Data items:
═══

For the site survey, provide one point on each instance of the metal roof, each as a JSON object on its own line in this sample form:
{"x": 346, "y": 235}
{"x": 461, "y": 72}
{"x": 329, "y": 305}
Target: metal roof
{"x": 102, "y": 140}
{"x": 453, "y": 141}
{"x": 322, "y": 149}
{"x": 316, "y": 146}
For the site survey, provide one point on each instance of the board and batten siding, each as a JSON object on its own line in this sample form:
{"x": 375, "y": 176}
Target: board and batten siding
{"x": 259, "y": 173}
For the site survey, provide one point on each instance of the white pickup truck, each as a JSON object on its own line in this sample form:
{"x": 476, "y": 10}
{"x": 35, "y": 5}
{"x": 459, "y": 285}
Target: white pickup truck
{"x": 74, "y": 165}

═══

_EXERCISE_:
Copy every entry exactly; no part may be left out.

_RESPONSE BELOW_:
For the site survey, provide one point on each instance of the metal roof, each as a JSON object on its own line in this sample form:
{"x": 346, "y": 235}
{"x": 461, "y": 72}
{"x": 329, "y": 305}
Target: metal roof
{"x": 102, "y": 140}
{"x": 453, "y": 141}
{"x": 322, "y": 149}
{"x": 316, "y": 146}
For the site survey, provide one point on each instance of the board and batten siding, each as a JSON object on its own line in this sample form:
{"x": 375, "y": 176}
Target: board and batten siding
{"x": 259, "y": 173}
For the site survey, provide one point on each instance of the white pickup truck, each as a JSON object on its own line in this sample form:
{"x": 476, "y": 10}
{"x": 35, "y": 5}
{"x": 459, "y": 285}
Target: white pickup truck
{"x": 74, "y": 165}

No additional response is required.